__TÂCHES À RÉALISER__.
• 1. D'après l'extrait sur la bière, pendant combien d'années Réjean Soucy a-t-il travaillé dans le monde de la bière ?
• 2. Relevez tous les noms de lieux géographiques cités dans l'extrait sur la bière.

Les coachs pour la bière
Lachlan Fontaine est un ancien choix des Mariners de Seattle. À 20 ans, il rejoignait les Capitales de Québec. C’était en 2016. Il ne jouait pas beaucoup et s’est mis à boire un peu et finalement beaucoup. En surpoids, il avait mal partout quelques années plus tard et il a décidé de tout arrêter. L’athlète de Vancouver est aujourd’hui entraîneur adjoint chez les Capitales. Il est bien placé pour voir comment tout a changé en 9 ans.

Une petite bière après un match, il n’y a pas mal juste les deux autres entraîneurs québécois qui en prennent.
«Il y a une grosse tendance parmi les joueurs. Ils pensent beaucoup plus à la longévité de leur carrière. Ils veulent jouer plus longtemps et être en santé plus longtemps. On a tous vu comment d’anciens joueurs qui ne faisaient pas attention sont devenus. Est-ce que ça arrive aux gars d’aller au bar et prendre plein de bières? Oui. Mais beaucoup moins souvent. Là, ils se réunissent à leur condo ou à l’hôtel pour joueur à des jeux vidéo, par exemple».
Le déclin de la bière, vu par un gars dans la bière
Durant 42 ans, Réjean Soucy a travaillé dans le monde de la bière comme représentant avec les grandes brasseries. Fraîchement retraité, il a été aux premières loges pour assister au déclin de la consommation de bière.
Il me parle de plusieurs bars et tavernes qui vendaient vingt, trente et même quarante mille caisses de bière par année il y a 15-20 ans. Aujourd’hui, soit qu’ils sont fermés ou soit qu’ils en vendent maintenant 5000 caisses.
«La bière, ça se vendait parce que le monde socialisait. Quand tu as un peu de temps, tu prends de la bière. C’est comme si la nouvelle génération ne socialisait plus autant et il faut que tout aille vite», raconte M. Soucy.
Proche du monde du sport, il constate la même chose. «Après un match, les journalistes rentrent et presque tout le monde est parti, ça ne prend pas de bière».
Deux gros coups ont contribué à tout ça à son avis.
Le volant et la cigarette
La première, ce sont les mesures contre l’alcool au volant. Des mesures qui ont été durcies en 2012, exigeant la tolérance zéro sur l’alcool avant 22 ans.
Ensuite, ç’a été l’interdiction de fumer dans les bars. «Les bons buveurs sont des fumeurs», rappelle Réjean Soucy.

__DONNÉES__.
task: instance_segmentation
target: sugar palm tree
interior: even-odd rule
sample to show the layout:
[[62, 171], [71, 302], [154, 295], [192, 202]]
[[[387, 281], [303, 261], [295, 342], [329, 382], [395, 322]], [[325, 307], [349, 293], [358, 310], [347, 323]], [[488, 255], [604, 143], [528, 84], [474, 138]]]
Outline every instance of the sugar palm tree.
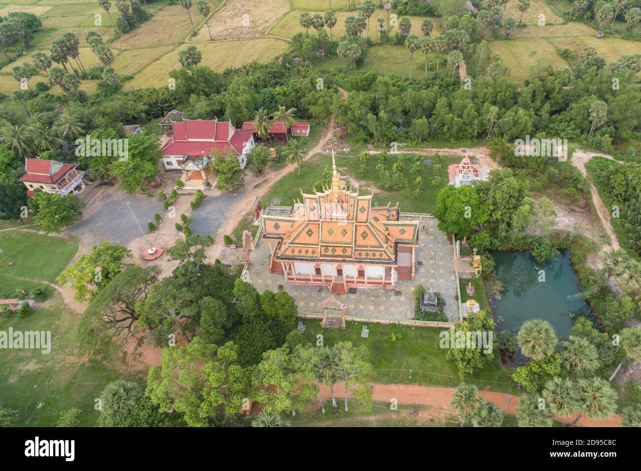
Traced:
[[258, 137], [263, 140], [272, 140], [269, 135], [269, 130], [272, 129], [272, 122], [269, 119], [267, 112], [263, 108], [260, 108], [256, 112], [254, 116], [254, 129], [258, 133]]
[[578, 411], [579, 387], [569, 378], [555, 376], [545, 383], [541, 395], [555, 415], [568, 417]]
[[26, 126], [10, 124], [3, 128], [0, 135], [0, 142], [19, 157], [33, 155], [33, 142]]
[[521, 396], [514, 410], [519, 427], [551, 427], [554, 415], [542, 402], [538, 395], [527, 393]]
[[414, 52], [420, 48], [420, 40], [416, 35], [410, 35], [405, 39], [405, 47], [410, 51], [410, 79], [412, 80], [412, 60]]
[[447, 65], [452, 64], [452, 79], [454, 79], [454, 72], [456, 71], [456, 67], [458, 67], [462, 60], [463, 60], [463, 54], [461, 54], [460, 51], [452, 51], [447, 55]]
[[477, 409], [481, 405], [478, 392], [478, 388], [476, 386], [462, 383], [456, 386], [452, 395], [452, 402], [449, 405], [452, 409], [458, 412], [461, 427], [470, 421], [472, 416], [476, 413]]
[[570, 336], [563, 344], [563, 365], [569, 371], [578, 375], [592, 373], [599, 367], [597, 347], [583, 337]]
[[479, 405], [471, 416], [474, 427], [501, 427], [503, 415], [498, 406], [483, 397], [479, 397]]
[[290, 427], [292, 422], [278, 414], [261, 412], [260, 415], [251, 421], [252, 427]]
[[332, 411], [336, 413], [338, 411], [338, 406], [336, 404], [334, 386], [341, 376], [340, 351], [335, 347], [322, 347], [316, 359], [315, 369], [321, 384], [329, 388]]
[[298, 174], [301, 174], [301, 164], [305, 159], [305, 151], [301, 139], [292, 139], [287, 145], [283, 146], [283, 153], [287, 161], [298, 165]]
[[110, 416], [130, 412], [142, 395], [135, 383], [124, 379], [110, 383], [100, 394], [101, 413]]
[[579, 410], [580, 413], [571, 424], [574, 427], [584, 414], [595, 420], [603, 420], [617, 411], [619, 395], [603, 378], [579, 378]]
[[287, 110], [285, 106], [279, 106], [278, 111], [272, 113], [272, 118], [276, 120], [276, 122], [282, 122], [285, 126], [285, 138], [289, 142], [289, 138], [287, 137], [287, 131], [292, 125], [296, 121], [294, 117], [294, 113], [296, 112], [296, 108], [290, 108]]
[[204, 0], [198, 0], [196, 2], [196, 11], [198, 12], [199, 15], [204, 18], [204, 23], [207, 25], [207, 32], [209, 33], [209, 38], [212, 39], [212, 31], [209, 29], [209, 21], [207, 21], [207, 17], [209, 16], [209, 12], [211, 11], [209, 4]]
[[533, 360], [540, 360], [554, 352], [558, 339], [549, 322], [531, 319], [521, 326], [517, 341], [524, 355]]

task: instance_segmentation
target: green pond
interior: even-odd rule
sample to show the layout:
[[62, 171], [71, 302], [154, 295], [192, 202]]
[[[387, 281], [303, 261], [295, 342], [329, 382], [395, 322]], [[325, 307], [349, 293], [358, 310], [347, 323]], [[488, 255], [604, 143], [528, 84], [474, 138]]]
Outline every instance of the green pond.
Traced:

__RÉPONSES PAR TÂCHE__.
• 1. 42 ans.

• 2. Seattle, Québec, Vancouver